● WHAT THE EXERCISE ASKS: Rewrite the stretch from "Bill Shea: Yes." through "look forward now?" in the earnings call excerpt below, putting "weakness" in place of "softness".

Dan Kurnos: Great. Thanks. Good morning. Nice job on the bottom-line, guys, in the quarter. Couple of things for me, maybe just on some of the noise around mix here. You did talk about PMall having the strong Cyber Monday. Can you just talk how it did overall in the quarter? And I think in the past, we’ve kind of talked about some pricing (ph) within PMall. On the gifting side, which we can keep separate for now, you’ve got some price uplift, but just in general, like either Consumer Floral or PMall, how are you thinking about kind of pricing and promotion activity given kind of the consumer backdrop right now as we go into Q1 with a bunch of excess inventory built up kind of all throughout e-comm? How are you thinking about that backdrop?
Chris McCann: Sure. Thanks, Dan. Good to hear from you. We’re very happy with the quarter and the performance that we had, especially on how we managed the cost structure of the company throughout the quarter. So, thank you for that. As we look forward, from a PMall perspective, we were thrilled to see that Cyber Monday being a record day for PMall. And Bill, overall PMall performance?
Bill Shea: Yes. PMall was down that mid-single digit kind of range from a top-line perspective. Again, it’s seeing the same kind of trends we’re seeing throughout the business and that every day is soft. It had a strong Cyber Monday, a little softness in the early part of December, and then a very strong finish.
Chris McCann: And Tom, what are we looking at really from the pricing initiatives from a PMall and Consumer Floral point of view as we look forward now?
Tom Hartnett: Yes. I mean — good morning, Dan. It’s Tom. Certainly, we talked about our strategic pricing initiatives on some of the — our lower price point products, whether it’d be PersonalizationMall, Shari’s, Cheryl’s Cookies, those consumers where their household incomes are a little bit more challenged in this environment. We have seen the need to be promotional, but as Chris mentioned in his remarks, we’ve been able to pull away from some of the shipping discounts we’ve done in the past. So, we’ve been able to maintain margins pretty well on that. I mean — and with Flowers — and we’re certainly blessed with our largest brands Harry & David and Flowers where we have a broad-ranging consumers, so many of them are in higher household demographic incomes, and that allows us to move customers up on value and pricing and take advantage of the bundles and create your own products that we have to increase prices to those consumers.

● RECORD EXTRACTS:

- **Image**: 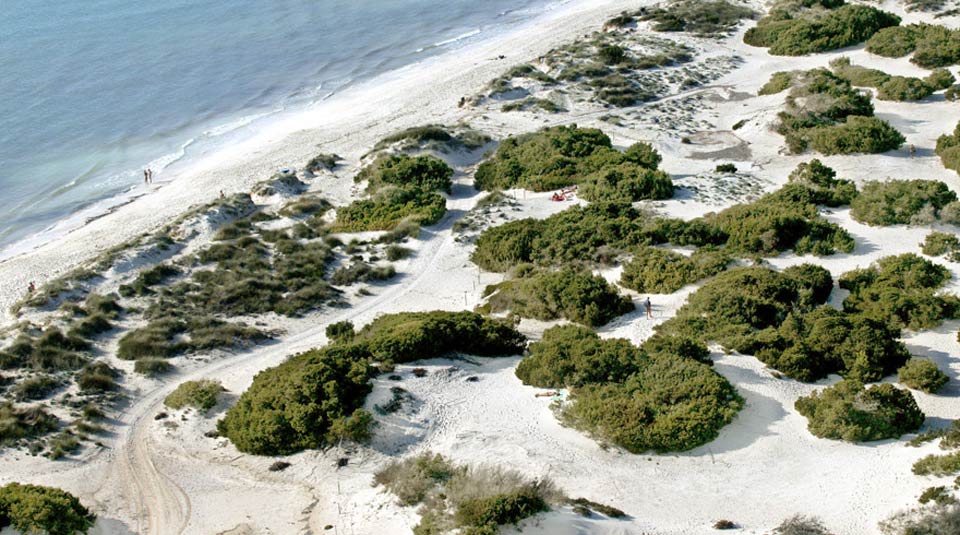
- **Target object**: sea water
[0,0,557,258]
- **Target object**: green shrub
[516,325,648,388]
[10,375,63,401]
[354,154,453,193]
[773,515,832,535]
[839,253,960,330]
[620,247,732,294]
[921,231,960,256]
[0,401,58,446]
[913,451,960,477]
[636,0,755,36]
[657,266,829,351]
[326,321,356,343]
[877,76,936,101]
[898,358,950,394]
[923,69,957,91]
[217,312,525,455]
[374,453,564,535]
[809,115,906,156]
[936,123,960,174]
[119,264,180,297]
[475,125,673,201]
[943,84,960,102]
[743,4,900,56]
[850,180,957,226]
[305,153,343,171]
[562,355,743,453]
[761,69,904,155]
[471,174,855,272]
[373,453,457,506]
[745,306,910,381]
[0,483,96,535]
[163,380,225,412]
[795,380,925,442]
[77,361,120,393]
[332,188,447,232]
[117,316,270,360]
[484,267,634,327]
[867,24,922,58]
[830,57,890,87]
[133,358,173,377]
[880,504,960,535]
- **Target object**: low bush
[620,247,732,294]
[839,253,960,330]
[795,380,925,442]
[374,453,562,535]
[354,154,453,193]
[217,312,525,455]
[0,483,96,535]
[898,358,950,394]
[484,267,634,327]
[332,188,447,232]
[516,325,648,388]
[917,485,957,505]
[516,326,743,453]
[117,316,270,360]
[0,401,58,446]
[880,504,960,535]
[133,358,173,377]
[330,262,397,286]
[920,231,960,257]
[119,264,180,297]
[850,180,957,226]
[562,356,743,453]
[475,125,673,201]
[657,266,830,351]
[936,123,960,174]
[304,152,343,171]
[830,57,890,87]
[77,361,120,393]
[743,4,900,56]
[471,163,856,272]
[10,375,63,401]
[631,0,755,36]
[808,115,906,156]
[913,451,960,477]
[773,515,832,535]
[749,306,910,381]
[163,379,225,413]
[760,69,905,155]
[877,76,936,102]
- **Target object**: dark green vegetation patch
[867,23,960,69]
[217,312,525,455]
[743,0,900,56]
[796,380,925,442]
[0,483,96,535]
[760,69,906,156]
[333,154,453,232]
[483,266,634,327]
[517,325,743,453]
[475,125,673,202]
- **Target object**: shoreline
[0,0,632,320]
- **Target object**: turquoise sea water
[0,0,557,256]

● RESULT FOR THIS TASK:
Bill Shea: Yes. PMall was down that mid-single digit kind of range from a top-line perspective. Again, it’s seeing the same kind of trends we’re seeing throughout the business and that every day is soft. It had a strong Cyber Monday, a little weakness in the early part of December, and then a very strong finish.
Chris McCann: And Tom, what are we looking at really from the pricing initiatives from a PMall and Consumer Floral point of view as we look forward now?